[Coordinate labeling data]
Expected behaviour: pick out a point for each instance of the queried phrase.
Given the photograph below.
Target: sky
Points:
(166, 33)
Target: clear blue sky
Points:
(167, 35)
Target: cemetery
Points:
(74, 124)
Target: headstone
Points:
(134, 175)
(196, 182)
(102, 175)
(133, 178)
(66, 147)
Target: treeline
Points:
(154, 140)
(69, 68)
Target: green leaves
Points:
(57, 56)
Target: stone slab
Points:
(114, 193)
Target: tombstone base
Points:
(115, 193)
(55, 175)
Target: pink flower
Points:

- **Short problem**
Format every line of the records above as a numbered list, leaving out any blank lines.

- **Result of the exercise**
1. Expected behaviour: pick out a point for each instance of the queried phrase.
2. Given the photograph below.
3. Target: sky
4. Points:
5. (166, 33)
6. Target: clear blue sky
7. Points:
8. (167, 35)
9. Target: cemetery
10. Points:
11. (74, 124)
12. Target: headstone
13. Points:
14. (134, 175)
15. (196, 182)
16. (102, 175)
17. (133, 178)
18. (66, 147)
19. Target: treeline
20. Points:
21. (154, 140)
22. (69, 68)
23. Target: green leaves
24. Points:
25. (57, 56)
26. Target: stone slab
27. Points:
28. (114, 193)
29. Target: tombstone base
30. Points:
31. (115, 193)
32. (55, 175)
33. Target: pink flower
34. Points:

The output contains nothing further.